# Exercise objective:
Your answer should hold exactly the lines from the one containing "positive clicks: (14, 64)" through the end of the material, and no others.

# Provided records:
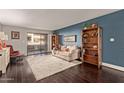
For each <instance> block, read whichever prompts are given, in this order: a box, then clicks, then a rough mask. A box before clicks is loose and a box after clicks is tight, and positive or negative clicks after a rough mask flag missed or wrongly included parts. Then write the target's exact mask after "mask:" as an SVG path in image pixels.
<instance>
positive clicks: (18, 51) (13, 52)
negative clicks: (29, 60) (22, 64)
mask: <svg viewBox="0 0 124 93" xmlns="http://www.w3.org/2000/svg"><path fill="white" fill-rule="evenodd" d="M7 47H10V58H15V57H21V56H23V54H21V53H20V52H19V51H14V49H13V47H12V45H7Z"/></svg>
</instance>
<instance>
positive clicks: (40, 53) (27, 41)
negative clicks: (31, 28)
mask: <svg viewBox="0 0 124 93" xmlns="http://www.w3.org/2000/svg"><path fill="white" fill-rule="evenodd" d="M46 52H47V34H42V33H27V54H28V55H34V54H42V53H46Z"/></svg>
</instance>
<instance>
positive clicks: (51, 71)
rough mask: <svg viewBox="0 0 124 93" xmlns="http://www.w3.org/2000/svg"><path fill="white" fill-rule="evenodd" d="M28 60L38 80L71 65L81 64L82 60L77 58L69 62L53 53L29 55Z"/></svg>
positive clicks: (72, 66) (65, 67) (29, 64)
mask: <svg viewBox="0 0 124 93" xmlns="http://www.w3.org/2000/svg"><path fill="white" fill-rule="evenodd" d="M27 62H28V64H29V65H30V67H31V69H32V72H33V74H34V76H35V78H36V80H40V79H43V78H46V77H48V76H51V75H53V74H56V73H58V72H61V71H64V70H66V69H68V68H70V67H73V66H76V65H78V64H81V62H80V61H77V60H75V61H72V62H68V61H65V60H63V59H60V58H57V57H54V56H52V55H42V56H40V55H37V56H29V57H28V58H27Z"/></svg>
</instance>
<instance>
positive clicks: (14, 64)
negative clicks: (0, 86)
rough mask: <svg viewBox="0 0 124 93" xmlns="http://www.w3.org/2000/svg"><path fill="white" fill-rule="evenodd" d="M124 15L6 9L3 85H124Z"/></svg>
mask: <svg viewBox="0 0 124 93" xmlns="http://www.w3.org/2000/svg"><path fill="white" fill-rule="evenodd" d="M123 13H124V10H118V9H77V10H75V9H59V10H56V9H35V10H34V9H21V10H18V9H0V40H1V42H0V54H1V55H0V62H1V63H0V64H1V65H0V70H1V77H0V82H1V83H38V82H40V83H51V82H52V83H110V82H111V83H116V82H118V83H119V82H120V83H122V82H124V75H123V74H124V72H123V71H124V63H123V53H124V52H123V47H124V46H123V34H124V33H123V29H124V28H123V24H124V22H123V20H122V19H124V16H123ZM60 15H61V16H60ZM64 19H65V20H64ZM53 22H54V23H53ZM86 38H87V39H86ZM90 38H91V39H90ZM89 47H90V48H89ZM91 47H92V48H91ZM29 52H30V53H29ZM91 54H92V55H94V56H91Z"/></svg>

# Response to this exercise:
positive clicks: (14, 64)
negative clicks: (0, 86)
rough mask: <svg viewBox="0 0 124 93" xmlns="http://www.w3.org/2000/svg"><path fill="white" fill-rule="evenodd" d="M124 15L6 9L3 85H124Z"/></svg>
mask: <svg viewBox="0 0 124 93" xmlns="http://www.w3.org/2000/svg"><path fill="white" fill-rule="evenodd" d="M123 13H124V10H118V9H77V10H75V9H59V10H56V9H35V10H34V9H21V10H18V9H0V40H1V42H0V54H1V55H0V62H1V63H0V64H1V65H0V70H1V77H0V82H1V83H38V82H40V83H51V82H52V83H110V82H111V83H116V82H118V83H119V82H120V83H122V82H124V75H123V74H124V72H123V71H124V63H123V53H124V52H123V47H124V46H123V34H124V33H123V29H124V28H123V24H124V22H123V20H122V19H124V16H123ZM60 15H61V16H60ZM64 19H65V20H64ZM53 22H54V23H53ZM86 38H87V39H86ZM90 38H91V39H90ZM89 47H90V48H89ZM91 47H92V48H91ZM29 52H30V53H29ZM91 54H92V55H94V56H91Z"/></svg>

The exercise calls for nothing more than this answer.